* [OBJECTIVE]: Copy the rows below word for word, everything from the line containing "Q: The fence" down to the line containing "591, 425, 650, 667", with both of those lines included.

— start THE DATA —

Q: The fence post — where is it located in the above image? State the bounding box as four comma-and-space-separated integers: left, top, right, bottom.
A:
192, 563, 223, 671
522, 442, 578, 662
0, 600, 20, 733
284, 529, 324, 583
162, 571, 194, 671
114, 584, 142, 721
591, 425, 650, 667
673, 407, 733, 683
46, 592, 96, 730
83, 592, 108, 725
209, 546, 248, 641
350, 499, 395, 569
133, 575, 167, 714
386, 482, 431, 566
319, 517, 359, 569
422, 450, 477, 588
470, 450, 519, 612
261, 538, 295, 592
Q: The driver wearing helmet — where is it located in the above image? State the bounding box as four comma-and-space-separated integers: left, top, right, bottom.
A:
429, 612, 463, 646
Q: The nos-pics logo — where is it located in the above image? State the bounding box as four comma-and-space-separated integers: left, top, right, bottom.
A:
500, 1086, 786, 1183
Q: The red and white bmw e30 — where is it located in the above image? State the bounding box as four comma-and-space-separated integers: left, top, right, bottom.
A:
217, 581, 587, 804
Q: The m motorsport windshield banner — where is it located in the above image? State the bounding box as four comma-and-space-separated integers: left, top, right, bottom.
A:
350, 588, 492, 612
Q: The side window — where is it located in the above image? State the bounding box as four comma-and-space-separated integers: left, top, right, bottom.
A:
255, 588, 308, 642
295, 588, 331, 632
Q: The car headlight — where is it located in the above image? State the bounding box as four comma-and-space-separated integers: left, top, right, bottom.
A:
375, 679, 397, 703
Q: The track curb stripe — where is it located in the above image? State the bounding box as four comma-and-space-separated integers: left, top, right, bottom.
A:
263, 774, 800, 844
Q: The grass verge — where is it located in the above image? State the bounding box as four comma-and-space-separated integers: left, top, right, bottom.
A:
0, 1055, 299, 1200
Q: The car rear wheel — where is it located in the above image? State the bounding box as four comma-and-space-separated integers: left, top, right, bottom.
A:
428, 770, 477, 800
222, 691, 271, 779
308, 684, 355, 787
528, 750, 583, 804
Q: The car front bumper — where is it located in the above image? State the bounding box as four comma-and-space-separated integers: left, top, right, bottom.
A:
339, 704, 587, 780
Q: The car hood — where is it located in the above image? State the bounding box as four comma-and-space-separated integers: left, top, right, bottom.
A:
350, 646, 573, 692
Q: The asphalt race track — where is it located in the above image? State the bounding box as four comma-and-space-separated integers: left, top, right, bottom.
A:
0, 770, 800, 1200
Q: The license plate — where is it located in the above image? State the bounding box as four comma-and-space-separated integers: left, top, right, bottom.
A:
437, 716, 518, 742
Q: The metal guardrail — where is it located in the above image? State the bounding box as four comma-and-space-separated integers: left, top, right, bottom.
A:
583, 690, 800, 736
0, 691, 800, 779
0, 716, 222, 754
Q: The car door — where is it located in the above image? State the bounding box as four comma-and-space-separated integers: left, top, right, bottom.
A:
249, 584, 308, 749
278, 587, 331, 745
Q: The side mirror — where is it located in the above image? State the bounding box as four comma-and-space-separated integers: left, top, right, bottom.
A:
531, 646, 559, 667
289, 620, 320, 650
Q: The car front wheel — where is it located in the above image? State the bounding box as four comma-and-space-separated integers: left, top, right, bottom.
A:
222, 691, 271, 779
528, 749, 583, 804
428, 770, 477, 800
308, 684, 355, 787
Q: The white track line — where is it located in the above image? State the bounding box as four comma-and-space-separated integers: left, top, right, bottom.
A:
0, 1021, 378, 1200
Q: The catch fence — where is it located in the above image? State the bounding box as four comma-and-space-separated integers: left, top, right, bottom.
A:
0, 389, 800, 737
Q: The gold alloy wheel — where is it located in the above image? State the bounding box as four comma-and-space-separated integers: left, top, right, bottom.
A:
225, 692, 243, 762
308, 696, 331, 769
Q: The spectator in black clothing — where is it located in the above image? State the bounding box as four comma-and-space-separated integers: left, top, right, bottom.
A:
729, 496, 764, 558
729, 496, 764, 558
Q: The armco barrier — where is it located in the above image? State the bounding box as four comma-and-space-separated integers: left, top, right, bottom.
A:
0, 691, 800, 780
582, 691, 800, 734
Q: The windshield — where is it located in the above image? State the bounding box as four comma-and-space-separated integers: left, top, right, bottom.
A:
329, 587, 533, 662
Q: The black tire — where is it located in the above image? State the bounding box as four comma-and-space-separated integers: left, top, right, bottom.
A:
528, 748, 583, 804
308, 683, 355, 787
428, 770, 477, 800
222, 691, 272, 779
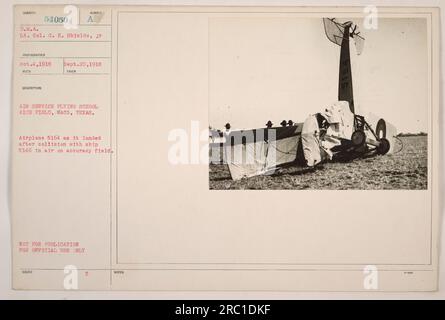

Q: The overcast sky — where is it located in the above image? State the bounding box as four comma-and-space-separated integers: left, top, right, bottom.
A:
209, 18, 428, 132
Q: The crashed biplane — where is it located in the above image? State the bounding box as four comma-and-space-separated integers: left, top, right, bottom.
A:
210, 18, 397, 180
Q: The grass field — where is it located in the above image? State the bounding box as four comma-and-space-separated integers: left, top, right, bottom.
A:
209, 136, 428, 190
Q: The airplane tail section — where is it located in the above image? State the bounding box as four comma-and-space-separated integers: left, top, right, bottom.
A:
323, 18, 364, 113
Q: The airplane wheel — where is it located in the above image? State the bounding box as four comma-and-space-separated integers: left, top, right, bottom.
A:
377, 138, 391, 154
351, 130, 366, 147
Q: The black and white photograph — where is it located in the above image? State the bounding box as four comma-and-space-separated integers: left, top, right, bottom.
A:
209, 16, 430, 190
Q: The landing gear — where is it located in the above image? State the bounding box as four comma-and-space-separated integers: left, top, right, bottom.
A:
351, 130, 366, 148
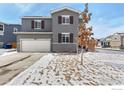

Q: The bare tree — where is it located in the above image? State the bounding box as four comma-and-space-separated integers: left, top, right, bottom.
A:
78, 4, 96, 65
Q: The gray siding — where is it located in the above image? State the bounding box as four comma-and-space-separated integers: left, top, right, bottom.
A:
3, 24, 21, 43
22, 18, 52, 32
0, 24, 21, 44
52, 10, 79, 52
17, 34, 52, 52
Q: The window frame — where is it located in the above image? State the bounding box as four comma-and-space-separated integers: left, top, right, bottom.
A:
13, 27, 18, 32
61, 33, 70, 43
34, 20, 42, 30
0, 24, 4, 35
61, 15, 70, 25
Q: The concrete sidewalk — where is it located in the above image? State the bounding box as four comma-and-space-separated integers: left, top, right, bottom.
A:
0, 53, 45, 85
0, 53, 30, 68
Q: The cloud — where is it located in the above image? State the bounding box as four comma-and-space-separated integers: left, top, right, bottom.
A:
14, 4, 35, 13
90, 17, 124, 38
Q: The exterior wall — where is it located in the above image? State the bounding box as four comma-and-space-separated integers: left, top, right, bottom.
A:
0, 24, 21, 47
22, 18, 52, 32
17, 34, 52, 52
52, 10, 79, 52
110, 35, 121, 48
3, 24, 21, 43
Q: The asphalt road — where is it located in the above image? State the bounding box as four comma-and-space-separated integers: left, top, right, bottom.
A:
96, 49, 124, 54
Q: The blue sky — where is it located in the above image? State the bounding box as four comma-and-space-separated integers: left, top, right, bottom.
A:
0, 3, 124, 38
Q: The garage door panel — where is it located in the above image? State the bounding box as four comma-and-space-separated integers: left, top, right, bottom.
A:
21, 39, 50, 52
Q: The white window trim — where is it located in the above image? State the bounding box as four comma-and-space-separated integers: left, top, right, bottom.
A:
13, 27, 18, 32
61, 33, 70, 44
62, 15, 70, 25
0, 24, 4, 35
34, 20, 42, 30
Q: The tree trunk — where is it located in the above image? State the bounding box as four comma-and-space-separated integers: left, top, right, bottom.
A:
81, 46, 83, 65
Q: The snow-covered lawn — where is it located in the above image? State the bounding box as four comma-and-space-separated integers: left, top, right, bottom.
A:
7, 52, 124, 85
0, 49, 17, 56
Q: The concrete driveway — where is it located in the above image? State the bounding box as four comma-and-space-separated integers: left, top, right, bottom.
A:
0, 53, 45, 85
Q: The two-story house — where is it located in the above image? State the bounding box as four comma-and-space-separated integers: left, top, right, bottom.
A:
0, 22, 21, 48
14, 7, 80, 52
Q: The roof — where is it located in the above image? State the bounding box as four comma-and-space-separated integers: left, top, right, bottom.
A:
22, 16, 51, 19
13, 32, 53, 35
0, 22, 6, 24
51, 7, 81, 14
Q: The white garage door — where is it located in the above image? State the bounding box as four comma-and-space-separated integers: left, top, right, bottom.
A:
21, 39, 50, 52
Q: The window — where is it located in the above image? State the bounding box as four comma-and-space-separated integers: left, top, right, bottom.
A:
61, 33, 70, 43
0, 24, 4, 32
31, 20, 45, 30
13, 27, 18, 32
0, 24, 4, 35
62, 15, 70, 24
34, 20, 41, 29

— end THE DATA —
— start THE DATA —

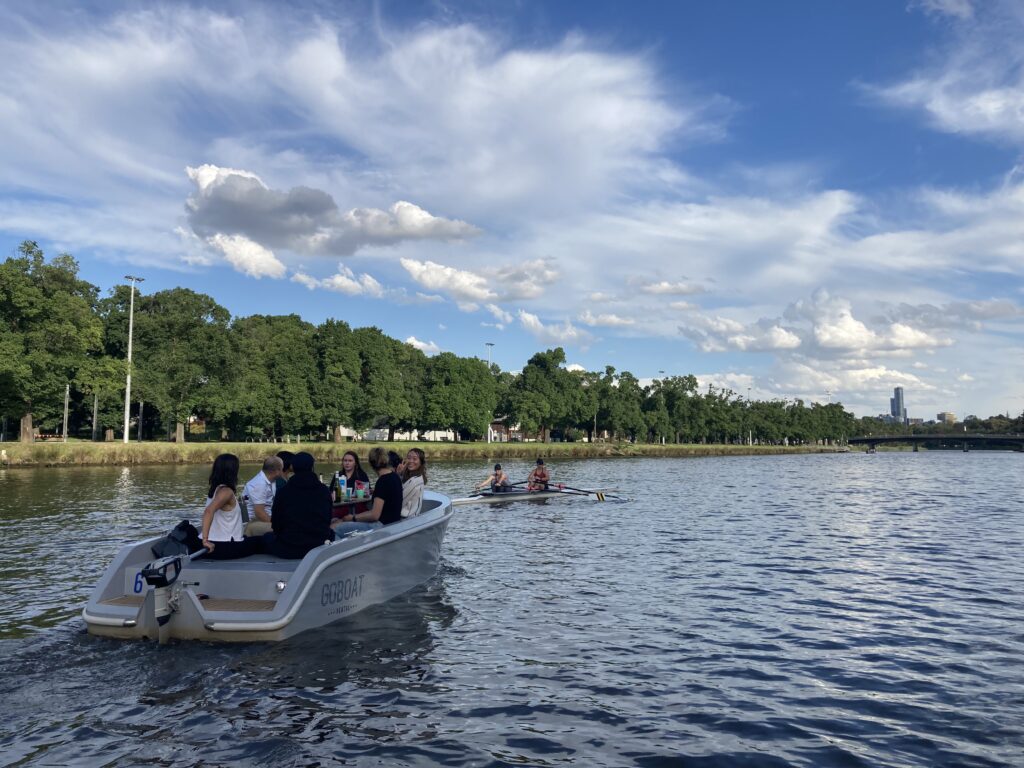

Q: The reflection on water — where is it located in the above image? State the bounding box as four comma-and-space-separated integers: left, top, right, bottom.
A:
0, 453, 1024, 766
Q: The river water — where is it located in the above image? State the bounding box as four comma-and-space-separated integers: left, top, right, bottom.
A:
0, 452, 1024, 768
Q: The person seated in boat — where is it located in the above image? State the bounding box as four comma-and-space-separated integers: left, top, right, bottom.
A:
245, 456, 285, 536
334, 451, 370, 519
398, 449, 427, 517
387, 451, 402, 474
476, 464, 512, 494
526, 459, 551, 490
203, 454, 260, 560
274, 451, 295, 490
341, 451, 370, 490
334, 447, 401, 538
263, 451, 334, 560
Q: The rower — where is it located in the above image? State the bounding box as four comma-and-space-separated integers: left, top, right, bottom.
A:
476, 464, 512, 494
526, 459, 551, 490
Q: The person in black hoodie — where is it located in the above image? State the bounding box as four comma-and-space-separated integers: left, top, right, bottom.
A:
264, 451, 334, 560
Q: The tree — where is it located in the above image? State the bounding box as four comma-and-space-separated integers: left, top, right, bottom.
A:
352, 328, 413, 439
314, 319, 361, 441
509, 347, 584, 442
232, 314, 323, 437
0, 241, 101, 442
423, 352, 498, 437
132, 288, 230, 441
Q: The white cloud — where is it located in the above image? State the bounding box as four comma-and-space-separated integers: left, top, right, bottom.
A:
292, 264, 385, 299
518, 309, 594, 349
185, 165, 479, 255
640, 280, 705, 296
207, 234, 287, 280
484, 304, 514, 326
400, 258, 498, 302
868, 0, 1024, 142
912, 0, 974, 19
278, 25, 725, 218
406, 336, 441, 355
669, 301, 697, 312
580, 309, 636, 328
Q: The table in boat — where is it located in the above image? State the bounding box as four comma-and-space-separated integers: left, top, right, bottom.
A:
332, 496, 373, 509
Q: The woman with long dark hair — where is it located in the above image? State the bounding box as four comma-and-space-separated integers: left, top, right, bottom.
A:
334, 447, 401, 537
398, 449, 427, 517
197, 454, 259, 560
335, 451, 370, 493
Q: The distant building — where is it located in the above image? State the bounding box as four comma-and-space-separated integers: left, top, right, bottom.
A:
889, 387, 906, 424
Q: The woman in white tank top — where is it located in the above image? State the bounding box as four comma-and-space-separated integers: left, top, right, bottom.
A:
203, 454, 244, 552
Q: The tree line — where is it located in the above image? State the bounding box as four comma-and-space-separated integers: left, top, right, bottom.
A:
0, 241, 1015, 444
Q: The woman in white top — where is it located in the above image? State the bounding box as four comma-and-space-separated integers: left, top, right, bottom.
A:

— end THE DATA —

* [THE OUTPUT]:
Q: The fence post — where is it located in the above image? State the bounding box as four comma-and-space-separated integers: left, top, right, bottom.
A:
192, 563, 223, 671
522, 442, 578, 662
0, 600, 20, 733
284, 529, 324, 583
162, 571, 194, 671
114, 584, 142, 721
591, 425, 650, 667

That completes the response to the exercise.